= Document passage =
Kirt's got it. There's nothing wrong with JSPs per se, but you really need to use them only as the view, not as the controller and logic/data. Look up Model 2 MVC (model-view-controller) on google, and take a look at
Struts (apache-jakarta). The idea is that all data is posted to servlets that call out helpers or EJBs to do stuff with the data and maintain state, then the servlets forward to JSPs to display pages based on the application state, data just entered, or a scripted process require ordered steps. One servlet can handle multiple JSPs that post to it if one dataset needs to be built over multiple screens. Just don't store the data in the Servlet - put it into a helper object that resides in the session and updated it as each new set of data arrives. The Servlet essentially becomes the script that glues the GUI (HTML) to the logic/data back-end.
This type of scenario happens all the time and it's pretty much accepted as the current 'best practice'. I don't think anyone should post to JSPs, so if your tech team is recommending that, they haven't done their homework. Ask them about MVS and which model they intend to use.

= Requests =
A. In the post on JSPs and servlets, where should data be kept instead of in the servlet?
B. Pick up the post on JSPs and servlets after its last sentence and continue it.
The lines that come next are drawn from a different source than the post on JSPs and servlets.

= Provided records =
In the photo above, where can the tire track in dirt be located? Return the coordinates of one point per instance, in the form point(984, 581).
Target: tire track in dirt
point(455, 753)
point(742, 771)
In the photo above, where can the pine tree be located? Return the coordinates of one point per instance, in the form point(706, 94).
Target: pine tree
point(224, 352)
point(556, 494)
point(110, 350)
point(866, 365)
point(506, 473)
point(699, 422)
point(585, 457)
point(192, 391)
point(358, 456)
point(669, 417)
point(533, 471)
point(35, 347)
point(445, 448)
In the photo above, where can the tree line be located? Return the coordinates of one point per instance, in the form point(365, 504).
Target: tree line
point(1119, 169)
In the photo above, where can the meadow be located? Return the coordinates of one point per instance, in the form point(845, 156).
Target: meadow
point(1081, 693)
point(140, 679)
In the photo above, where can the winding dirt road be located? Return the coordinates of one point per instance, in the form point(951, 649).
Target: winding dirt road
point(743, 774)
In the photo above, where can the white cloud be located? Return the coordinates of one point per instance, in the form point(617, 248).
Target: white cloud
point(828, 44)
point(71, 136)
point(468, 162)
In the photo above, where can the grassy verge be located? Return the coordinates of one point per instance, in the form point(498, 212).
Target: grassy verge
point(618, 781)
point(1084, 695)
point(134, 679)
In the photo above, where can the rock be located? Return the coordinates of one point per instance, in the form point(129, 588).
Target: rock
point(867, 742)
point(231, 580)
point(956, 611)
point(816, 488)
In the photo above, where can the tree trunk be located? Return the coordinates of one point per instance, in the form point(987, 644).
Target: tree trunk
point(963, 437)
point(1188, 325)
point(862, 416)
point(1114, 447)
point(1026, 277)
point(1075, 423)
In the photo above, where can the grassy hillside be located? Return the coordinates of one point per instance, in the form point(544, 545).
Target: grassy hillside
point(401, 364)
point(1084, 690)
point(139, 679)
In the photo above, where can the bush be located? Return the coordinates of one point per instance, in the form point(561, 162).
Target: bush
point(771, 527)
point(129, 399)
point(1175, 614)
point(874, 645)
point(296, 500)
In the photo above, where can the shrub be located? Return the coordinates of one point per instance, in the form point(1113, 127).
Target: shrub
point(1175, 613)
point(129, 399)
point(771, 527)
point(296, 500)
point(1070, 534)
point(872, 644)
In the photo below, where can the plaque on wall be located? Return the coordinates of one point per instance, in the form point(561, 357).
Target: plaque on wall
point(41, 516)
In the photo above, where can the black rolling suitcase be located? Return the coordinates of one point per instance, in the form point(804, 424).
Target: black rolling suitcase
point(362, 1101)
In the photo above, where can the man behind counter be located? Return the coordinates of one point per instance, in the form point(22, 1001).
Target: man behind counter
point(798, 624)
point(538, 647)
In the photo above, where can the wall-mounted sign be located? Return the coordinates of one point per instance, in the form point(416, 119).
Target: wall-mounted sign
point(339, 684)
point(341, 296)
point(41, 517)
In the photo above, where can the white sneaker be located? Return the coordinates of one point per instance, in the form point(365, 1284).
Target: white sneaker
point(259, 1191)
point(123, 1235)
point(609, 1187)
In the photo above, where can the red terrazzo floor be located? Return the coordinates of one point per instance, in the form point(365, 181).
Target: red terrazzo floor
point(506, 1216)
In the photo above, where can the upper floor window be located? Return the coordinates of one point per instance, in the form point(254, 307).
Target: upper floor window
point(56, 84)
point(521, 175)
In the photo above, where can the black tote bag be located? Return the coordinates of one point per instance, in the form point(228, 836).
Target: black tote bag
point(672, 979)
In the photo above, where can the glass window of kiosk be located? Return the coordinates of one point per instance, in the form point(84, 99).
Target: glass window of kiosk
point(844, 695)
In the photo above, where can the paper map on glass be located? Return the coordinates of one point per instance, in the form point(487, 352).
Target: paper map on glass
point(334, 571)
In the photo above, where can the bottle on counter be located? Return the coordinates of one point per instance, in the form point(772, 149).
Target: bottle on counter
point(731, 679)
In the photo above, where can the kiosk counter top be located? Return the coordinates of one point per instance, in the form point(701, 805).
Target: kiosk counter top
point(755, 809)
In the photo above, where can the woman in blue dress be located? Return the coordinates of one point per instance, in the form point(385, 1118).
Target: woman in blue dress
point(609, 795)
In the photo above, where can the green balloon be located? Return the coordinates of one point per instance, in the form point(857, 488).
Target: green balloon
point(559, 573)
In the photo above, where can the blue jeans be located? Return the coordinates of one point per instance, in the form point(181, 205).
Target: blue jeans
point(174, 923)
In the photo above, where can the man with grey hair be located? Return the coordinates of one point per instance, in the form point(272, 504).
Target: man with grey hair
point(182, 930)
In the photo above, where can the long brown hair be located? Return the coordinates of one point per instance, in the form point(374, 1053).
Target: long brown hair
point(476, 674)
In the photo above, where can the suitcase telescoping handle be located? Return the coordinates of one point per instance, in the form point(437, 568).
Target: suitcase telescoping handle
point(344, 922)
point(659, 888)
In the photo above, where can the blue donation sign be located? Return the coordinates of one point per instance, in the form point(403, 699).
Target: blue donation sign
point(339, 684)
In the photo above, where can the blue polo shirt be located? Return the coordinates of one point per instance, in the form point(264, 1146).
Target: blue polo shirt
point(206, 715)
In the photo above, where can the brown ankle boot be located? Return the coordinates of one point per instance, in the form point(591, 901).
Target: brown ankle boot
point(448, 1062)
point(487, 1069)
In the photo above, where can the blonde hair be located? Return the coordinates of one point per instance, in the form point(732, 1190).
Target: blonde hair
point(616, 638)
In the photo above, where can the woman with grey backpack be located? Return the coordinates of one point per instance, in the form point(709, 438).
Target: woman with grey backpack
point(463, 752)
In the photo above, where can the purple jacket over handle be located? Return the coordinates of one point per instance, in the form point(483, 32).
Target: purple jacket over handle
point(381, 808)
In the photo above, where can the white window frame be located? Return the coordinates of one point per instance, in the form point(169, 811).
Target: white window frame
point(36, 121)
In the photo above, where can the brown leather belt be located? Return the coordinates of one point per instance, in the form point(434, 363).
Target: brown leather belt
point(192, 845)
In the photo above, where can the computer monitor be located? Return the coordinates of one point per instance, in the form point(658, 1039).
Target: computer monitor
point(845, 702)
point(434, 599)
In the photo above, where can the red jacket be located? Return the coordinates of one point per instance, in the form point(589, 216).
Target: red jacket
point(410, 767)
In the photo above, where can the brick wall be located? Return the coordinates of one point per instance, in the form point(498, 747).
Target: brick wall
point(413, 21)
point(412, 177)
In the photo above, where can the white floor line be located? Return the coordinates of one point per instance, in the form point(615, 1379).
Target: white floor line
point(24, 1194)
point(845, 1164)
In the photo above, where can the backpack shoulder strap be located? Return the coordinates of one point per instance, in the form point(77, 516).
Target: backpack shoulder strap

= Expected outputs =
A. In a helper object that resides in the session and is updated as each new set of data arrives.

B.
Also, make sure you be careful with when to use EJBs and what types to use. Not every session bean needs to be stateful, sometimes CMP is better than BMP, and vice-versa. Message beans require rigorous design for asnychronous usage. And not all database calls must use an EJB. I'm working on two J2EE projects right now and neither has any requirements that would lead us to use EJBs - hardly any transactions that aren't inside the database as stored procedures already, no need for distribution since there's only one server, and the data is always different so caching doesn't help us. I forsee a future project that will definitely need EJBs, but they aren't a cure-all and can actually complicate matters. I recommend a mixed approach if you need them, especially if scalability matters and you have limited hardware resources.
Good luck on your project!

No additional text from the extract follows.